Exercise objective:
Pull out every line in the records below that contains the word "footrest", and copy each one as it appears.

[Source records]
◆ ◆ ◆ ◆

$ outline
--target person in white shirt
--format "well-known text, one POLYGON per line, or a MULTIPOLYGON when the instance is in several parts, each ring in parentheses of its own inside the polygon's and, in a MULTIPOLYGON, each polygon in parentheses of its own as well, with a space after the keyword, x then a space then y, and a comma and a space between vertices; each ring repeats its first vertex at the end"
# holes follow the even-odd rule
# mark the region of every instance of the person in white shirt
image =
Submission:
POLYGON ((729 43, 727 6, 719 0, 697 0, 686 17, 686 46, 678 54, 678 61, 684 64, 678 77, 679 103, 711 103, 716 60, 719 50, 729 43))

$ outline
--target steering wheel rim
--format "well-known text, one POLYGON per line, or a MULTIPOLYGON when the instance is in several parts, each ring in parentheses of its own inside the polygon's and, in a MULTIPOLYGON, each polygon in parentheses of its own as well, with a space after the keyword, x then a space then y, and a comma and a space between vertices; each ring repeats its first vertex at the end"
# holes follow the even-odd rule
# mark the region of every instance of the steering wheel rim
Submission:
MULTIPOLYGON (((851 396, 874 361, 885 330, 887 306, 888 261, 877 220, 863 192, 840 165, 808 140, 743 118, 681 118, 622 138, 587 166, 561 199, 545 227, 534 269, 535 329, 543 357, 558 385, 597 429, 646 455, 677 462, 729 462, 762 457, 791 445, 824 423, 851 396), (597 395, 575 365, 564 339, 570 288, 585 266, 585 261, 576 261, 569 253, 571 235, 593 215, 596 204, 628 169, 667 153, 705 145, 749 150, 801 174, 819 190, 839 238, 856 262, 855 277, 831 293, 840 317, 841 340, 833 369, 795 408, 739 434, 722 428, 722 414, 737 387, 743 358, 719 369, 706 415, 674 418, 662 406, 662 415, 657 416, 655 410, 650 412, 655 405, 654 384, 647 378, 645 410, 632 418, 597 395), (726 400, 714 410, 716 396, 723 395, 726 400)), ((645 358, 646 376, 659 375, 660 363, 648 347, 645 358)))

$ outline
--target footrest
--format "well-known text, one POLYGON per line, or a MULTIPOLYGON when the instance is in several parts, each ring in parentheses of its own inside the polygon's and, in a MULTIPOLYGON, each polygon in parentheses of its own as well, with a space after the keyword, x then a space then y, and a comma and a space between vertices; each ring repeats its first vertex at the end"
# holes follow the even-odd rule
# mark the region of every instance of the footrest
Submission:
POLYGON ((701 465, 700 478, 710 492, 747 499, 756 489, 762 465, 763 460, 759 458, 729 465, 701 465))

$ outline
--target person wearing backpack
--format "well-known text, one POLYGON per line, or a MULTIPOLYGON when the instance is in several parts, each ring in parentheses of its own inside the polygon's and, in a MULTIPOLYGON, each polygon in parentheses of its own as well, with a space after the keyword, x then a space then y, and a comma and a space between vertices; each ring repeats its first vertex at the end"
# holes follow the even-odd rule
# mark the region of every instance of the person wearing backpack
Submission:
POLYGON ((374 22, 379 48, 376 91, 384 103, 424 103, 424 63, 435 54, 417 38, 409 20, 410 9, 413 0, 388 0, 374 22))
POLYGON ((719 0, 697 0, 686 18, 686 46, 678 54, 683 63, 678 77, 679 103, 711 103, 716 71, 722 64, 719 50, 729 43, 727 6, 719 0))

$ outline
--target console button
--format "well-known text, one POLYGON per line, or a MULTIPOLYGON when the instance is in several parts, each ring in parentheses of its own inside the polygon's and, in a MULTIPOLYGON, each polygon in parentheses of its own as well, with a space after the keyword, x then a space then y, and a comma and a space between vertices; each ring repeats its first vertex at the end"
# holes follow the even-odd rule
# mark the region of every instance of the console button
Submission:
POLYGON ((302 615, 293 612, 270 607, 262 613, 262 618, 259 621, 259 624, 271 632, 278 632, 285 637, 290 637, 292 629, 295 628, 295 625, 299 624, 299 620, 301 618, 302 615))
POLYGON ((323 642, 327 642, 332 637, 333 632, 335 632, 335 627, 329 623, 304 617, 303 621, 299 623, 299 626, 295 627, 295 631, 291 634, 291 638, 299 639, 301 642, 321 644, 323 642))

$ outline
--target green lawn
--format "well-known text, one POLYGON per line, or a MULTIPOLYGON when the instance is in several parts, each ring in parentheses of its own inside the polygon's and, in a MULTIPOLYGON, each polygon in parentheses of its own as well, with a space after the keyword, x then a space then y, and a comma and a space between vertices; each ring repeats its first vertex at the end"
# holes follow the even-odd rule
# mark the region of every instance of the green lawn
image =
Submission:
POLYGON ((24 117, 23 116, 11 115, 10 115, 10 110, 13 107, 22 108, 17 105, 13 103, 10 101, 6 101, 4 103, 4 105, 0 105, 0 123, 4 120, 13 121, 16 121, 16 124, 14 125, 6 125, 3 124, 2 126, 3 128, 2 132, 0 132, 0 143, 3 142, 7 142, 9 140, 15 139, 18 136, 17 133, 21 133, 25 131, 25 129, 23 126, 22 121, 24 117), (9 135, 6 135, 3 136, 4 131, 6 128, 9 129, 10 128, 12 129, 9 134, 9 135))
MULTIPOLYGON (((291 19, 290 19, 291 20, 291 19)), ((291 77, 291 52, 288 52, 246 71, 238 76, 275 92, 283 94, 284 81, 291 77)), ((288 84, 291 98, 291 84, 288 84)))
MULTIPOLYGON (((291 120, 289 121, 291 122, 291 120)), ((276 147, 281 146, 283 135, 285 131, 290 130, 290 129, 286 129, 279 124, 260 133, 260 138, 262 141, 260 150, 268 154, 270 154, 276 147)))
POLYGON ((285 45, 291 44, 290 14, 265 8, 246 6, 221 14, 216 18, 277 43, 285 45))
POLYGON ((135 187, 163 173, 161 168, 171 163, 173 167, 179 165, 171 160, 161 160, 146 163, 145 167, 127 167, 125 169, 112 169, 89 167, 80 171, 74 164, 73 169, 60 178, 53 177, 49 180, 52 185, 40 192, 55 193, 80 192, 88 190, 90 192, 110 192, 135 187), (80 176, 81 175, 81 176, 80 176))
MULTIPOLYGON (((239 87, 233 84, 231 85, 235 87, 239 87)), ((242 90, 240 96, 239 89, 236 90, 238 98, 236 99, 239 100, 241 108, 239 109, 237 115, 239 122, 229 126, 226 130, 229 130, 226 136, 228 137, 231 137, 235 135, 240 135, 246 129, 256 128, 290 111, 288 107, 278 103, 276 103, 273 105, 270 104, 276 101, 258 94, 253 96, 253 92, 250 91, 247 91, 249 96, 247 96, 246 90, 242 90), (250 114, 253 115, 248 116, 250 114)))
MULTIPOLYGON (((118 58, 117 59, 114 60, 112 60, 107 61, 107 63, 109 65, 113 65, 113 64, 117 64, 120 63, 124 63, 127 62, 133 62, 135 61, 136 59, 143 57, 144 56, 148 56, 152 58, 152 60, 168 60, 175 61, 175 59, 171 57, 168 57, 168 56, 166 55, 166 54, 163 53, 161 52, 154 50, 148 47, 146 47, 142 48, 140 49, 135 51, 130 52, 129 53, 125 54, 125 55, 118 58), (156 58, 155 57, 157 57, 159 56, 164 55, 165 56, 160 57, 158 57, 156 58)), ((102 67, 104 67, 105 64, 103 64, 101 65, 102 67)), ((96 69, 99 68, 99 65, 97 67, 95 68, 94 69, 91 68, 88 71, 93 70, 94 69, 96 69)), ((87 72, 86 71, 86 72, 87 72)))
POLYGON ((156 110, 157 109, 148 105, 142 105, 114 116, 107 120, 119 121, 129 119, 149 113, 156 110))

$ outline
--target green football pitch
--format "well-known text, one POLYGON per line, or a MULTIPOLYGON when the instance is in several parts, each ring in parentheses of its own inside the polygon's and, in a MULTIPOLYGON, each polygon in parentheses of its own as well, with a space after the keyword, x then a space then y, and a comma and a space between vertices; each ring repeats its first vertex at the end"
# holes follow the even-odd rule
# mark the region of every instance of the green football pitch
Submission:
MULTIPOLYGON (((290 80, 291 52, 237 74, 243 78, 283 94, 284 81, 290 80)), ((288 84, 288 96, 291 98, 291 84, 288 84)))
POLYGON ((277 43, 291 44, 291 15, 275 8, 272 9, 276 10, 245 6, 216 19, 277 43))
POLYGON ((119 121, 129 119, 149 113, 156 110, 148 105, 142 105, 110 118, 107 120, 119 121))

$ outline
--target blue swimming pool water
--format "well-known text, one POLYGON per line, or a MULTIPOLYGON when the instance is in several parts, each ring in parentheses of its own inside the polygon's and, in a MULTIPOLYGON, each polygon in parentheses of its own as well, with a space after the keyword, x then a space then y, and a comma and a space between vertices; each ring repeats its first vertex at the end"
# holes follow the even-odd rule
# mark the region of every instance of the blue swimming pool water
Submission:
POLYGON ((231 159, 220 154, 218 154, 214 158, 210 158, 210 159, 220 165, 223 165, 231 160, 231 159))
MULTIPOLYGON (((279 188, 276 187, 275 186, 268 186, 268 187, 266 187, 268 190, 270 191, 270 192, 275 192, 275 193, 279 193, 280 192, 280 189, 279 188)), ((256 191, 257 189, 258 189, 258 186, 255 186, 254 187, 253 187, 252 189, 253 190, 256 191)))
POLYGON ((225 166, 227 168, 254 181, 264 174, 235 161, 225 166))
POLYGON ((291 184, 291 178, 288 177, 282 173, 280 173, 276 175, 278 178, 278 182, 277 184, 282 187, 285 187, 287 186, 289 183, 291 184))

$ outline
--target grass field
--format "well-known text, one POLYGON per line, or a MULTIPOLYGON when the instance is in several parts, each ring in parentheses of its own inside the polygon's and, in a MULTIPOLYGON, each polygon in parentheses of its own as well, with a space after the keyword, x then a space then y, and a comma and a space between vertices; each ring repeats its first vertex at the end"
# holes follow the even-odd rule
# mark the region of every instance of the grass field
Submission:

◆ ◆ ◆ ◆

Task answer:
--target footrest
# mark the region of every instance of the footrest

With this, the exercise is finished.